題目 1:
根據摘錄，郭強生的父親是在何時離世的？
題目 2:
請從摘錄中原封不動地返回一段文字，從「父親過世約莫兩年,郭強生開始」開始，直到並包括「自己要怎麼老?怎麼度過餘生?」為止。

摘錄:
作家郭強生照顧父親十幾年,經歷了一場關於死亡的學習,也開始思考自己人生的盡頭。(記者邱德祥/攝影)
作家郭強生照顧父親十幾年,經歷了一場關於死亡的學習,也開始思考自己人生的盡頭。(記者邱德祥/攝影)

作家郭強生的父親郭軔在2023年8月離世,之後大約一年半的時間,郭強生除了上課和工作,無法和任何人說話,即便站在他面前的人也經歷過至親的死別。

父離世 他卻陷入失語狀態

郭強生彷彿得到失語症,心中的千言萬語,最後只能化為三言兩語:「爸爸過世了,我還好。」

事後回想,郭強生發現這種「失語」不是個人心情,是社會的樣態,我們所處的世界沒有語彙可以談論死亡,導致個體的哀傷無法被承接。

有幾次,他試著和朋友談論衰老與死亡。話題很快就轉移到數字和金錢,例如平均餘命、年紀,或者分享好的保健品、要不要寫遺囑分遺產,或是如何買保險等等。

「但其實,每段死亡都是一個故事。」郭強生感嘆,我們的社會不習慣探究意義,教育也缺乏對生命哲學的啟蒙,使得每個人雖然都會經歷衰老與死亡,卻無法好好談論它們。

父親過世約莫兩年,郭強生開始寫作,雖然思念之情還在,但提筆寫的不是對父親的悼念,全是對死亡思考,他甚至建議出版社直接將「死亡」列為書名(後來也的確這麼做了),他希望自己十多年與死亡相依存的經驗能夠開創一個可能,讓大家願意從個人經驗出發,好好聊聊死亡,而不只是停留在表面的數字與商品交換。

餘生以「等死」為重要目標

現在,只要話題談到「退休後要幹嘛?」郭強生總是明快回答:「等死。」他認為,懂得如何等死,絕非簡單的事。以自己為例,無論餘生還有10年、20年或30年,他會去思考,要如何活才不會一無所獲?死亡重新開發了他對事情的感知,讓他得以從人生的盡頭回望,思考自己要怎麼老?怎麼度過餘生?

原始資料:
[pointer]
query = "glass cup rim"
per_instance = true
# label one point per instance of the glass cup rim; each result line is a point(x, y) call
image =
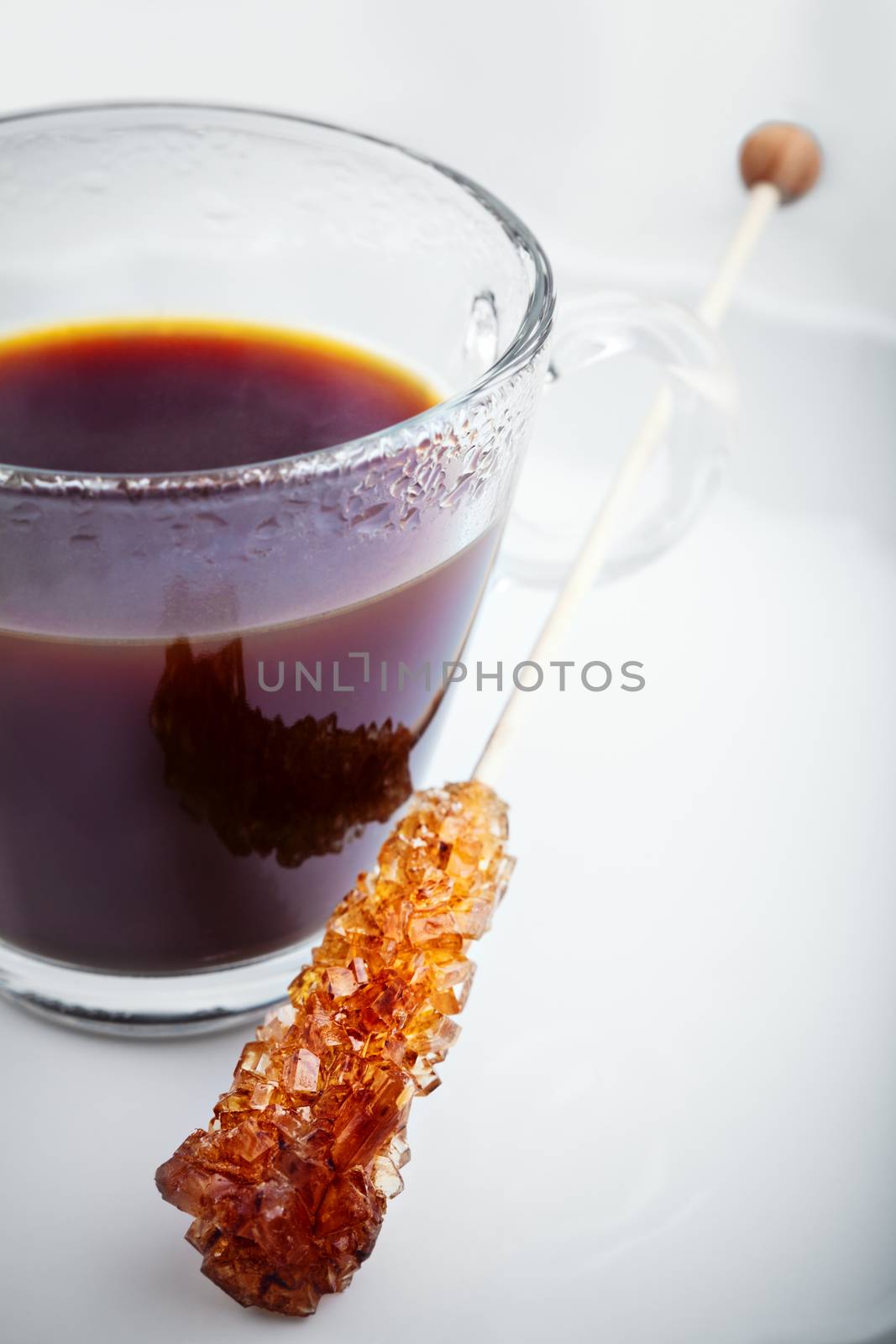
point(359, 452)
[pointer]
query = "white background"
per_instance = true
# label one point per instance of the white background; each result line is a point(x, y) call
point(671, 1119)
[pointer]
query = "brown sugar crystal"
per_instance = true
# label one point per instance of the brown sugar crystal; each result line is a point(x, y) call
point(289, 1183)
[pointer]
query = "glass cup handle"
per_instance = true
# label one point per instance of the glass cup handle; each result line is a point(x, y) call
point(562, 483)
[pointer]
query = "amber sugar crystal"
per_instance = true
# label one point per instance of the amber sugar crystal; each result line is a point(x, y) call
point(289, 1183)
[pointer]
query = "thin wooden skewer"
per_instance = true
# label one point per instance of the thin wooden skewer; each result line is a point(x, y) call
point(778, 163)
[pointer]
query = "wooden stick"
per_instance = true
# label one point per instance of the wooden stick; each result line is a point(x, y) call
point(778, 163)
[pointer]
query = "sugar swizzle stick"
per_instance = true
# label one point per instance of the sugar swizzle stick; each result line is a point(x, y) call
point(289, 1183)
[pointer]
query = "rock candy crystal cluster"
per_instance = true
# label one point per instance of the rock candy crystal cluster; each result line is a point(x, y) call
point(289, 1184)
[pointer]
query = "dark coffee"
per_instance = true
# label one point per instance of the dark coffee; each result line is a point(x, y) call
point(181, 803)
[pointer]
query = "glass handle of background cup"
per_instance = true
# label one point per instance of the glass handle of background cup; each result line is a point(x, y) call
point(582, 433)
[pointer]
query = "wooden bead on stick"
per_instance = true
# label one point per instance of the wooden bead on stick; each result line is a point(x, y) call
point(783, 155)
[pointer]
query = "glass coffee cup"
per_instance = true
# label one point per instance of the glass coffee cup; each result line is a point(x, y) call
point(217, 682)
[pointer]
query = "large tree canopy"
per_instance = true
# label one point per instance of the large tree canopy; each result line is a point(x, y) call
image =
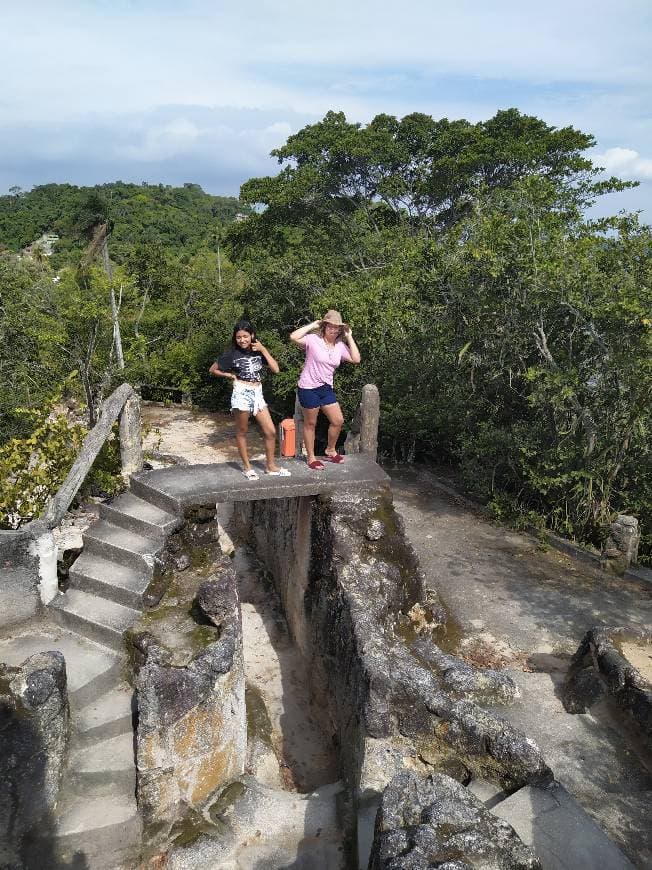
point(507, 332)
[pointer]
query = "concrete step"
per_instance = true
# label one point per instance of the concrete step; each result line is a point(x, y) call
point(99, 833)
point(96, 618)
point(108, 716)
point(123, 584)
point(105, 763)
point(136, 515)
point(562, 834)
point(121, 546)
point(91, 669)
point(152, 495)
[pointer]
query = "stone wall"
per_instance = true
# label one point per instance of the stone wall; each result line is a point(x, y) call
point(28, 572)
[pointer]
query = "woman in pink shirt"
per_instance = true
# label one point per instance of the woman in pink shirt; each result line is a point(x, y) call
point(324, 351)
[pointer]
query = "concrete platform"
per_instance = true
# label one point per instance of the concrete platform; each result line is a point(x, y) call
point(563, 835)
point(177, 487)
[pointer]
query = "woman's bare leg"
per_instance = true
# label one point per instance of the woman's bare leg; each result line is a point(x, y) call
point(309, 423)
point(335, 422)
point(241, 426)
point(264, 420)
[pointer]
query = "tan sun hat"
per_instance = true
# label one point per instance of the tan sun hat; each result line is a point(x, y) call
point(334, 318)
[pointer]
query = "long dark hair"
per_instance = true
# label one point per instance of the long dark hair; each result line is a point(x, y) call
point(244, 326)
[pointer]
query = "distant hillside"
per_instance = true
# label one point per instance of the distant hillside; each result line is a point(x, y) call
point(179, 218)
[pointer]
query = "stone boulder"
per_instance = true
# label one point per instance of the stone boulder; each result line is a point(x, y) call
point(434, 822)
point(600, 667)
point(191, 733)
point(34, 732)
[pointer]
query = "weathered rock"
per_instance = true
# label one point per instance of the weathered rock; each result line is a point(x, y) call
point(599, 666)
point(392, 699)
point(34, 730)
point(191, 735)
point(620, 549)
point(256, 826)
point(428, 822)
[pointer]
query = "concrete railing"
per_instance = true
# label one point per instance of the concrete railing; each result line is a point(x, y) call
point(28, 555)
point(124, 403)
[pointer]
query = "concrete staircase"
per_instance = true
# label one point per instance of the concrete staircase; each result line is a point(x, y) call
point(97, 814)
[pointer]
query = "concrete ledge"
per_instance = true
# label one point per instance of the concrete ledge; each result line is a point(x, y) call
point(570, 548)
point(562, 834)
point(176, 488)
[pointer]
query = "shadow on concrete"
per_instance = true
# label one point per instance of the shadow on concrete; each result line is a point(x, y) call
point(307, 756)
point(28, 829)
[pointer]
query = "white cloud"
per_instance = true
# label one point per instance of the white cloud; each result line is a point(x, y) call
point(145, 81)
point(625, 163)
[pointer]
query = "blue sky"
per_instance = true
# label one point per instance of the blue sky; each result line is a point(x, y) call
point(191, 90)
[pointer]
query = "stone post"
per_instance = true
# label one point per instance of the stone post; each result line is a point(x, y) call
point(621, 547)
point(369, 417)
point(131, 448)
point(33, 740)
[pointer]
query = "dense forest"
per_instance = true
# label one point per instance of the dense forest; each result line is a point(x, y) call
point(508, 332)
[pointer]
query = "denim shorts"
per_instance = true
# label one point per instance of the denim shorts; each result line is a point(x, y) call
point(317, 397)
point(247, 397)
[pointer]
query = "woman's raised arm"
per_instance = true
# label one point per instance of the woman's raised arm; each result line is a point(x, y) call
point(299, 334)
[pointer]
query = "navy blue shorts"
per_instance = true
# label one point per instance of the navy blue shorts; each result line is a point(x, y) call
point(317, 397)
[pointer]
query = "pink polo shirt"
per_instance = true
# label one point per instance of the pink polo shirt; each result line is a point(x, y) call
point(321, 361)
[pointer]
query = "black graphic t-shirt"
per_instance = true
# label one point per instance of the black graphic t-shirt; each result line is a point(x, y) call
point(246, 365)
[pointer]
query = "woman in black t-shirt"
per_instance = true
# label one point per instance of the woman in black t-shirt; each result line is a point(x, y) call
point(243, 363)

參考解答 1:
2023年8月。

參考解答 2:
父親過世約莫兩年,郭強生開始寫作,雖然思念之情還在,但提筆寫的不是對父親的悼念,全是對死亡思考,他甚至建議出版社直接將「死亡」列為書名(後來也的確這麼做了),他希望自己十多年與死亡相依存的經驗能夠開創一個可能,讓大家願意從個人經驗出發,好好聊聊死亡,而不只是停留在表面的數字與商品交換。

餘生以「等死」為重要目標

現在,只要話題談到「退休後要幹嘛?」郭強生總是明快回答:「等死。」他認為,懂得如何等死,絕非簡單的事。以自己為例,無論餘生還有10年、20年或30年,他會去思考,要如何活才不會一無所獲?死亡重新開發了他對事情的感知,讓他得以從人生的盡頭回望,思考自己要怎麼老?怎麼度過餘生?